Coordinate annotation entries
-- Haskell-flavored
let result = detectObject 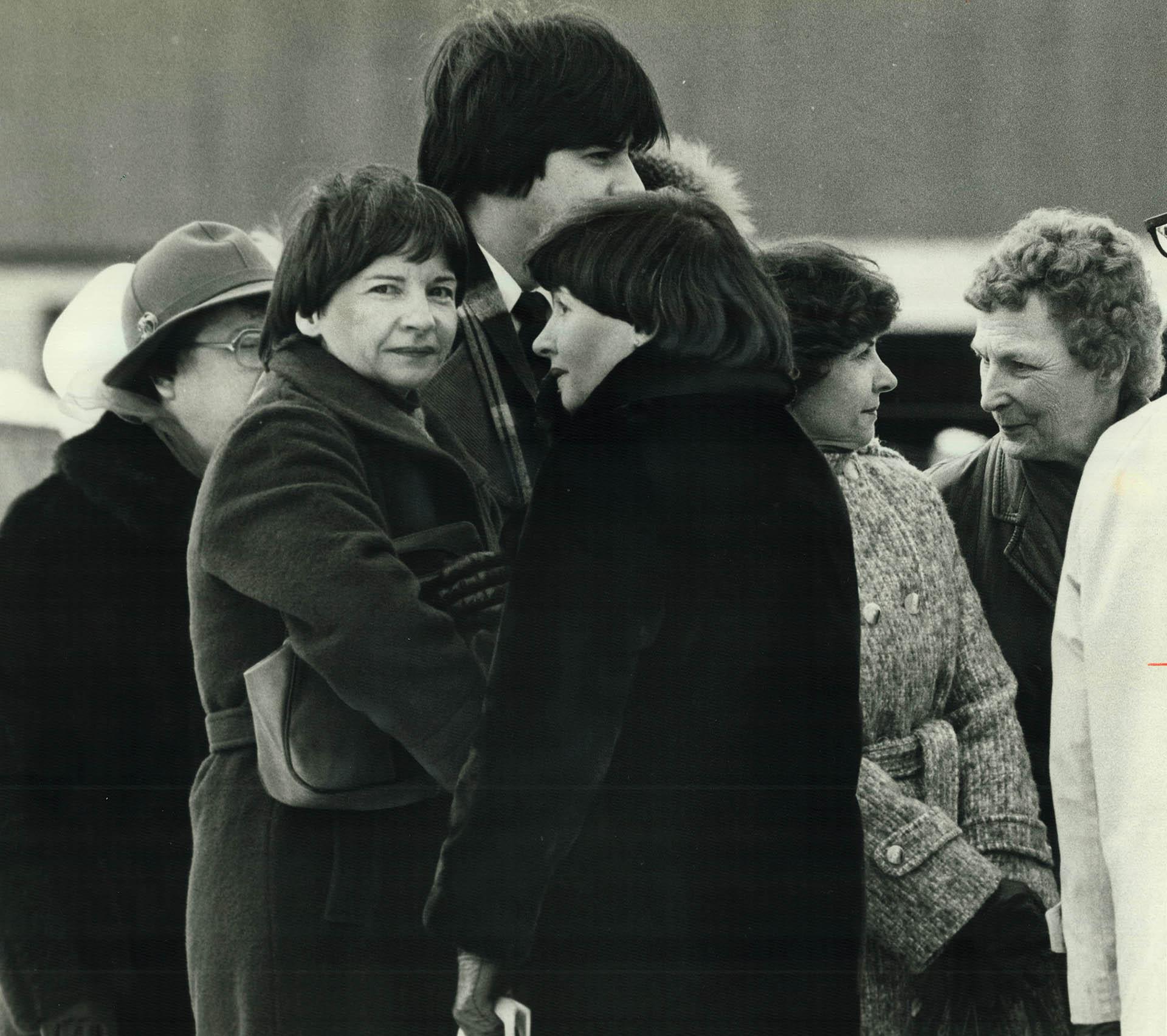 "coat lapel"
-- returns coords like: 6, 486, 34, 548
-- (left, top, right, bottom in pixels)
988, 440, 1069, 609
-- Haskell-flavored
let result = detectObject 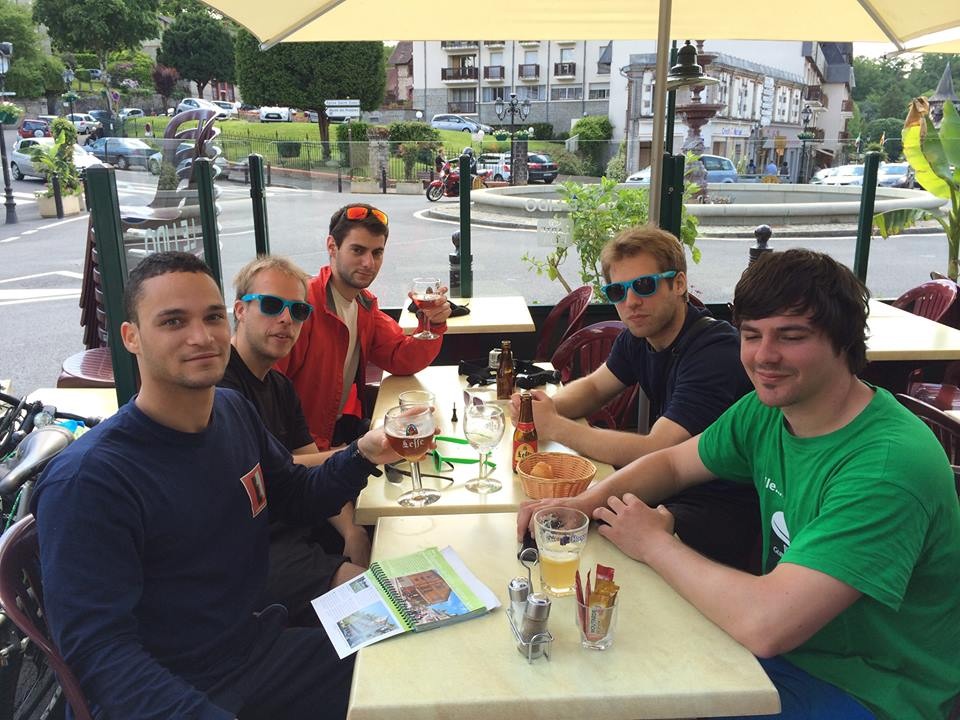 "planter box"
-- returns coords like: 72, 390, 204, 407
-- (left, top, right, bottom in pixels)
37, 195, 87, 217
397, 180, 423, 195
350, 180, 380, 194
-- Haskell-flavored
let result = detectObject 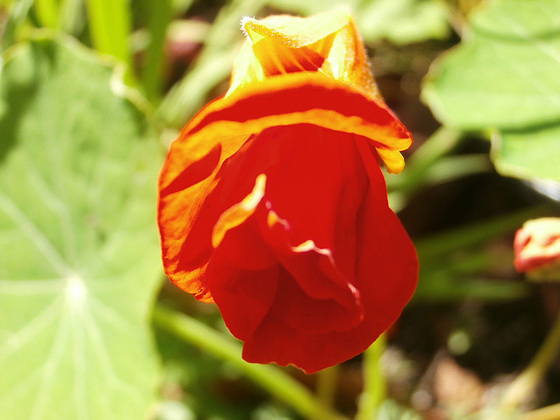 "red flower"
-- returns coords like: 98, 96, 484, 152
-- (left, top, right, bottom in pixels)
513, 217, 560, 279
155, 11, 418, 373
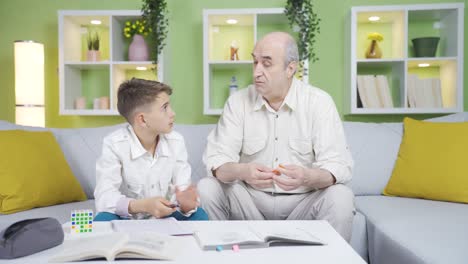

* Exercise aim *
Report each line of the entries above that contains the string "coords". Treat uppercase and lowercase as different.

* Final result *
-- returns coords like: 6, 486, 34, 548
-- returns coords like: 72, 390, 204, 407
-- returns coords like: 98, 96, 484, 152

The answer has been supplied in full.